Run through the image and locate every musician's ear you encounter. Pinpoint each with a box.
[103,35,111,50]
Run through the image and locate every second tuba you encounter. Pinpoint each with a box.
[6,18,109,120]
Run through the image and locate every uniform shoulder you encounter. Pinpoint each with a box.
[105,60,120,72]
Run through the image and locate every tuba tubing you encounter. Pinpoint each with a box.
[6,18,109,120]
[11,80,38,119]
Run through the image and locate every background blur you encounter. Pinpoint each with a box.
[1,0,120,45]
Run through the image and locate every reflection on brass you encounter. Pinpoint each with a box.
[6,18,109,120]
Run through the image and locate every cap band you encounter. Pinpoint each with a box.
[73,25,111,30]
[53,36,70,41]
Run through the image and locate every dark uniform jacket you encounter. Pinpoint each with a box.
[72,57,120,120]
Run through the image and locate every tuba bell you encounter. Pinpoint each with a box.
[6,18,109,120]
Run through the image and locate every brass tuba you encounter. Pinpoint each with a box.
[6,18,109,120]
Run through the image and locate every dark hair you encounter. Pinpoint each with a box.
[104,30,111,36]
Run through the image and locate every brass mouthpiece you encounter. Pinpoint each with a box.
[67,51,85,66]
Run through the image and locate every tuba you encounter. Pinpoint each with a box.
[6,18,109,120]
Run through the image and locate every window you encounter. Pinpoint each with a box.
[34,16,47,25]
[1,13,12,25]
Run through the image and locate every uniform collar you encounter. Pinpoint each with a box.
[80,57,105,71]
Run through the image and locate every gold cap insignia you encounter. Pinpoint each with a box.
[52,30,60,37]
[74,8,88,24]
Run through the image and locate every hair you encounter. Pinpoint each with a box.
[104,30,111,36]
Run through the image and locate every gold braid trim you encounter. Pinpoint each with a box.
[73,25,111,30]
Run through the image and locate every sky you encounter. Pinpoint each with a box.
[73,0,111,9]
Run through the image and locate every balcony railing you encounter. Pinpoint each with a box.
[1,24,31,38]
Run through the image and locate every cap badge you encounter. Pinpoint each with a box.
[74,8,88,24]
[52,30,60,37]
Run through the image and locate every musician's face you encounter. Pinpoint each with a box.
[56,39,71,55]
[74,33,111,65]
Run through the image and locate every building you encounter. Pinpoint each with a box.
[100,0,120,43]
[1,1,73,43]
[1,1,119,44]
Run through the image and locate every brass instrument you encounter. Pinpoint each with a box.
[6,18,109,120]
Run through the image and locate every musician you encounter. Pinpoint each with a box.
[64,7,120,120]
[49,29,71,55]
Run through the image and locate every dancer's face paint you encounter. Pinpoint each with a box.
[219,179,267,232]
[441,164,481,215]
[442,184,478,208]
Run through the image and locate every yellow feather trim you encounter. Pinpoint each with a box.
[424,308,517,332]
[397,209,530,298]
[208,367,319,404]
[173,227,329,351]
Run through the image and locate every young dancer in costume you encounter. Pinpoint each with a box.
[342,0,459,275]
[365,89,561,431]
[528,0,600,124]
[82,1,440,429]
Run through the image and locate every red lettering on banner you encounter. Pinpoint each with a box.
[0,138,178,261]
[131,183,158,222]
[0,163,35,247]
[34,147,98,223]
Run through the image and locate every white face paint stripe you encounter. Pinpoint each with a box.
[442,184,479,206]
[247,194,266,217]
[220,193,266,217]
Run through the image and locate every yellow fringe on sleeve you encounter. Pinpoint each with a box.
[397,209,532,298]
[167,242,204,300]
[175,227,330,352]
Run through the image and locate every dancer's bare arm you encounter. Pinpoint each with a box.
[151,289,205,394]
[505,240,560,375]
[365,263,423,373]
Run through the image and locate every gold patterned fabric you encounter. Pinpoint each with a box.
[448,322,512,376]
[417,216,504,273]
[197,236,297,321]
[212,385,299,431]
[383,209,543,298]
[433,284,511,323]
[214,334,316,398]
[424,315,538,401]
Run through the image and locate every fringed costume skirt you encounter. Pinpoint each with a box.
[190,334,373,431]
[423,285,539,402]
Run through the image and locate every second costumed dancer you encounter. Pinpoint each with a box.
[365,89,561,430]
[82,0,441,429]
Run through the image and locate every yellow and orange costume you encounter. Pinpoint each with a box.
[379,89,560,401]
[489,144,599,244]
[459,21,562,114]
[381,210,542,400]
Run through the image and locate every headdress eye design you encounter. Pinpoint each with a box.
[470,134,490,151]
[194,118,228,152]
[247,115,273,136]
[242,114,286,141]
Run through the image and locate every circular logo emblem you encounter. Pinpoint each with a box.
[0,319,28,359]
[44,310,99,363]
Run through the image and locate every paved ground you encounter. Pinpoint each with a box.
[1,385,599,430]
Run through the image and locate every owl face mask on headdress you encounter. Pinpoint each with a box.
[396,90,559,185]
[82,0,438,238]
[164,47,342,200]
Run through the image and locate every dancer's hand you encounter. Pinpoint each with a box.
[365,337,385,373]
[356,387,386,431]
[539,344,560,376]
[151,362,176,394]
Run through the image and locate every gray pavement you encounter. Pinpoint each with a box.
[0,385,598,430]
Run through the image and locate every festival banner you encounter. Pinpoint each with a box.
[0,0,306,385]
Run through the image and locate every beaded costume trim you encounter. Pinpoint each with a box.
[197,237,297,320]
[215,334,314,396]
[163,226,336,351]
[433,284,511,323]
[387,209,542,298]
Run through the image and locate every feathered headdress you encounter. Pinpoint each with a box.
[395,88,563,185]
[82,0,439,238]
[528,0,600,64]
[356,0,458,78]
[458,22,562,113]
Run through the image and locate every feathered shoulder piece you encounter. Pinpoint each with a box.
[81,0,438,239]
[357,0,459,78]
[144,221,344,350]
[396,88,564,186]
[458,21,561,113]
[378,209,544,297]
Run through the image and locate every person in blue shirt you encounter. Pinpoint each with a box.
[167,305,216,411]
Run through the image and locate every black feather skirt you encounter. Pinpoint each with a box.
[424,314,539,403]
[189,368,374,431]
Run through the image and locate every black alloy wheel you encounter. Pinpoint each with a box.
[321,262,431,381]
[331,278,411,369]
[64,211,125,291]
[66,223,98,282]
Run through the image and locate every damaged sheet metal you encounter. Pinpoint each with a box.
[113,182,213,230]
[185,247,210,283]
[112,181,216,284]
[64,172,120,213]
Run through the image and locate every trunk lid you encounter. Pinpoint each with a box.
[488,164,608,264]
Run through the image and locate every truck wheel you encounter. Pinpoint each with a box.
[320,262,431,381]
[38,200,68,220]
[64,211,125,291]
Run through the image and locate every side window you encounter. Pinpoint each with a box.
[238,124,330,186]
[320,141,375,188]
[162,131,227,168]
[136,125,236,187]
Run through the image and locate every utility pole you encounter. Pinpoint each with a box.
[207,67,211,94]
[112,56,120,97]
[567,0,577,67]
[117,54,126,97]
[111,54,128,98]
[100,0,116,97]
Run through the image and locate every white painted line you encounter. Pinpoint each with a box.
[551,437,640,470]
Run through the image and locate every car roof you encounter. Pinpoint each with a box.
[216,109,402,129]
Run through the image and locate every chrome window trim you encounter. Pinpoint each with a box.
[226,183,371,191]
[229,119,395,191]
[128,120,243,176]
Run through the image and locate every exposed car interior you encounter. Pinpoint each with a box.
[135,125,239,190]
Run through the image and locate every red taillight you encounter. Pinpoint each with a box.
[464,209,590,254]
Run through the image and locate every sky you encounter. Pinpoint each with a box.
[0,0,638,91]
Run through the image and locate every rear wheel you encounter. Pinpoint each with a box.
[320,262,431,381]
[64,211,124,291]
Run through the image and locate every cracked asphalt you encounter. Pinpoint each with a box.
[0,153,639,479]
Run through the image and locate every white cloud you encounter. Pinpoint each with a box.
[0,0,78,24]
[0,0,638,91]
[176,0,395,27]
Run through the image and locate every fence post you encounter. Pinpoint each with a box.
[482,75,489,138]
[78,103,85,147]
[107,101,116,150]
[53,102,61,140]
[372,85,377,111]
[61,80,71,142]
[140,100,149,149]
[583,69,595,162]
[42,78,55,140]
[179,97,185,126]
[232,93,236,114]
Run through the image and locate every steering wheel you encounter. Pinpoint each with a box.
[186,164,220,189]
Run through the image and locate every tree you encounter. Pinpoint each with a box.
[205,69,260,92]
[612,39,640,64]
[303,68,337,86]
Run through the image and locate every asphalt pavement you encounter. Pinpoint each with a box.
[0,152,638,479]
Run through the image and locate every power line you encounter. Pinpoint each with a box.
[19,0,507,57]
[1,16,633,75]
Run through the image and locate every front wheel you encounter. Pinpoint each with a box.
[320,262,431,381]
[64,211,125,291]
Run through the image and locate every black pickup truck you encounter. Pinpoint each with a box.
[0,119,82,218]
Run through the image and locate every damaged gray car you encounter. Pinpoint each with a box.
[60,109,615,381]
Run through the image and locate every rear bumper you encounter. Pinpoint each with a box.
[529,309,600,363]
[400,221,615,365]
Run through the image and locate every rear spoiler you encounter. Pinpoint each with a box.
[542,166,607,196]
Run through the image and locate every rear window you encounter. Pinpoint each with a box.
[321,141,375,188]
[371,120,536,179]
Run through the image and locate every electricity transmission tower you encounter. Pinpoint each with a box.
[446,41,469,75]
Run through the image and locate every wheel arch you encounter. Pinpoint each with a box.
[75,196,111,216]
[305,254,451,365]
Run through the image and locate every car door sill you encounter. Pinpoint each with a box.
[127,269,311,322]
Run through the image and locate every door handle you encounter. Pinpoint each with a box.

#####

Task description » Take the lines from the one containing "Run through the image and locate every car door" through the final line of the entries above, and set them down exactly, with nothing added.

Task output »
Run through the image and locate every car door sill you encounter. Pinpoint each with a box.
[127,269,311,322]
Run through the image and locate every door handle you encounter. Pinpoint each with a box.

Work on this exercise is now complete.